==== ZITIERTER TEXT

2. April 2009

Kunst um der Kommunikation willen

Interview geführt von

Auf der amerikanischen Homepage von And You Will Know Us By The Trail Of Dead gibt es zwei Sorten von Nachrichten: "Real News" und "Fake News" über eine angebliche Ehrenprofessur für Schlagzeuger Jason Reece und ihre Weigerung, in Australien aufzutreten. Ähnlich verhält es sich, wenn man sich mit Sänger Conrad Keely über das neue, sechste Studioalbum "The Century Of Self" austauscht.Auf der einen Seite gibt Keely - derzeit auf ausgedehnter Tournee an der Westküste der USA - im Mailinterview den beflissenen Künstler mit Anliegen. Einige kratzbürstige bis spinnerte Kommentare kann er sich, angesprochen auf den Wechsel vom Major zurück zum Indielabel und sein Verhältnis zu Jason Reece, dann doch nicht verkneifen. Doch gerade für diese Attitüde hat man die vormals als komplett wahnsinnig eingestufte Noiserock-Band aus Texas schließlich auch kennen und lieben gelernt.

Conrad, in Deutschland seid nicht nur für die Alben "Source Tags & Codes" und "Worlds Apart" berühmt, sondern auch für wahnwitzige Liveshows. Ihr demoliert nicht selten das komplette Instrumentarium. Nun sind Trail Of Dead gerade in den USA auf Tour – kommen solche Krawallaktionen eigentlich noch vor?

Naja, wir werden älter und sind nicht mehr Mitte zwanzig wie damals, als wir die Band gegründet haben. Wir fühlen uns mittlerweile eher wie schrumpelige Sechzigjährige. Allzu viele jugendliche Anfälle von Emotionen sind uns also nicht mehr gegeben. Wobei ich bei dem Konzert gestern auf den Verstärker gesprungen bin – jetzt ist er kaputt.

Überhaupt ist die öffentliche Wahrnehmung von Conrad Keely und Jason Reece eine andere geworden. Anfangs wart ihr dank eigenem Zutun für viele Musikfans einfach nur nihilistische Krawallbrüder. Nachdem ihr euch mit "Worlds Apart" ein stückweit neu erfunden habt, sieht man dich mittlerweile als genialen und kunstbeflissenen Songschreiber. Schmeichelt dir das?

Ich versuche, nicht zu viel darüber nachzudenken, wie meine Außenwirkung ist. Für mich fühlt es sich an, als gäbe es bei mir immer noch jede Menge Raum für eine Weiterentwicklung. Ich habe noch nicht einmal die Hälfte der Dinge geschafft, die ich im Leben vorhabe. Anstatt sich also von Schmeichelei oder Kritik ablenken zu lassen, sollte man lieber der ganz persönlichen Sinnsuche Sinn nachgehen, auch wenn man dabei mit seinen Leistungen nie ganz zufrieden sein kann.

========
==== DIE LISTE

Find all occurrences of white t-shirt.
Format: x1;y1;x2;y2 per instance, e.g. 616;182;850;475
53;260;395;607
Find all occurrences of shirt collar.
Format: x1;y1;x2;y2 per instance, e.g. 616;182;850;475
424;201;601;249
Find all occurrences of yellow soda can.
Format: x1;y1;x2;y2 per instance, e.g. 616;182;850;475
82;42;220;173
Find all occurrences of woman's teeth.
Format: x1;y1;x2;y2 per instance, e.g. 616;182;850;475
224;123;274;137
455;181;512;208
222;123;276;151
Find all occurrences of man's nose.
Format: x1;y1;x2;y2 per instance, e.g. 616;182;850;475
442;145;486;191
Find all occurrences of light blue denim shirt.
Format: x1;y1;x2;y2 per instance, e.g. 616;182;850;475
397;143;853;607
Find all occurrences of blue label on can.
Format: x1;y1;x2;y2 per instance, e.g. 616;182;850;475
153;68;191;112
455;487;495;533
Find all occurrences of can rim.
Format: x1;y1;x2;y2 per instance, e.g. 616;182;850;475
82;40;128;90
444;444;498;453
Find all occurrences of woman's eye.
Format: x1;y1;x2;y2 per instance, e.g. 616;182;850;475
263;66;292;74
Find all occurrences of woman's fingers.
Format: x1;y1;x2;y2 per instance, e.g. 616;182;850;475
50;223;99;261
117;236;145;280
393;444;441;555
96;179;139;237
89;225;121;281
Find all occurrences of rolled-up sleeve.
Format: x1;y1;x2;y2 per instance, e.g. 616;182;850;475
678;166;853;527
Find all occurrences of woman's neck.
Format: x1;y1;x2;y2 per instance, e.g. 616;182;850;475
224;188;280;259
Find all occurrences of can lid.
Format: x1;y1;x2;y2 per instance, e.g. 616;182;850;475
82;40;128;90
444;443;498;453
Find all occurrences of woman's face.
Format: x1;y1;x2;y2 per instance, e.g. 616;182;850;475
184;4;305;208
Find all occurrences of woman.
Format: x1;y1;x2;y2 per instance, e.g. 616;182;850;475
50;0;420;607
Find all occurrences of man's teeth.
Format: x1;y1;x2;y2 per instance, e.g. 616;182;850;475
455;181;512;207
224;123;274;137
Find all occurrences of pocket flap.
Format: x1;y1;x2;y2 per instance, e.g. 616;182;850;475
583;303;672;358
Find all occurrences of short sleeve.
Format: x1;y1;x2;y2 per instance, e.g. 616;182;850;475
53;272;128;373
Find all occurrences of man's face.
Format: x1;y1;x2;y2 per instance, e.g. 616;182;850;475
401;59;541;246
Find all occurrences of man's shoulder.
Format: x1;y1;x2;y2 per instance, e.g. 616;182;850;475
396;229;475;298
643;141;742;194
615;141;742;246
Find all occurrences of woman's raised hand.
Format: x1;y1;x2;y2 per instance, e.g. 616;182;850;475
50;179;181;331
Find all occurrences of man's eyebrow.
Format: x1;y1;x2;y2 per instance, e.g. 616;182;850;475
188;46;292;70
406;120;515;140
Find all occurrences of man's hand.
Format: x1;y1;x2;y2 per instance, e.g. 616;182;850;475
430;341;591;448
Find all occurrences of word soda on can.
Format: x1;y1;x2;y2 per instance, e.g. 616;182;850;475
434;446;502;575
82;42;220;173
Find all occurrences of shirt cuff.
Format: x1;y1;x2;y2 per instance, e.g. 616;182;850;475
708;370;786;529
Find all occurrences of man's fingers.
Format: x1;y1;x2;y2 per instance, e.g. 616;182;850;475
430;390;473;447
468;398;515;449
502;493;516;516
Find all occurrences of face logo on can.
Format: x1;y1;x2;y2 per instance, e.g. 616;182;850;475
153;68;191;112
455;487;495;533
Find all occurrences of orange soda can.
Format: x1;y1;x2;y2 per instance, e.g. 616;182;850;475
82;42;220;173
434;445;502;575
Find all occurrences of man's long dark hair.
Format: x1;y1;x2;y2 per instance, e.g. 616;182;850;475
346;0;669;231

========

| ANWEISUNGEN |
a. Gib aus dem Interview alles von „Conrad, in Deutschland“ bis hinunter zu „ist er kaputt.“ wortgetreu wieder.
b. Schreib aus der Liste alles von der Zeile mit „Find all occurrences of man's teeth.“ bis hinunter zur Zeile mit „583;303;672;358“ unverändert ab, beide Zeilen eingeschlossen.
Das Interview und die Liste sind getrennte Materialien ohne Bezug zueinander.

| ANTWORTEN JE AUFGABE |
a.
Conrad, in Deutschland seid nicht nur für die Alben "Source Tags & Codes" und "Worlds Apart" berühmt, sondern auch für wahnwitzige Liveshows. Ihr demoliert nicht selten das komplette Instrumentarium. Nun sind Trail Of Dead gerade in den USA auf Tour – kommen solche Krawallaktionen eigentlich noch vor?

Naja, wir werden älter und sind nicht mehr Mitte zwanzig wie damals, als wir die Band gegründet haben. Wir fühlen uns mittlerweile eher wie schrumpelige Sechzigjährige. Allzu viele jugendliche Anfälle von Emotionen sind uns also nicht mehr gegeben. Wobei ich bei dem Konzert gestern auf den Verstärker gesprungen bin – jetzt ist er kaputt.

b.
Find all occurrences of man's teeth.
Format: x1;y1;x2;y2 per instance, e.g. 616;182;850;475
455;181;512;207
224;123;274;137
Find all occurrences of pocket flap.
Format: x1;y1;x2;y2 per instance, e.g. 616;182;850;475
583;303;672;358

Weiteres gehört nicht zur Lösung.